◆ Aim ◆
Copy out each line of the data below that contains the string "your". The match is case-sensitive.
***** Records to use *****
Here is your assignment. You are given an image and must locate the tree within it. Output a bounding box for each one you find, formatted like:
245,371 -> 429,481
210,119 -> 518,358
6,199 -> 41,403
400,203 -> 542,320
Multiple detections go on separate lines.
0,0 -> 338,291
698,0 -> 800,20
*****
◆ Answer in full ◆
Here is your assignment. You are given an image and must locate the tree within it. Output a bounding box for each one you find, formatted like:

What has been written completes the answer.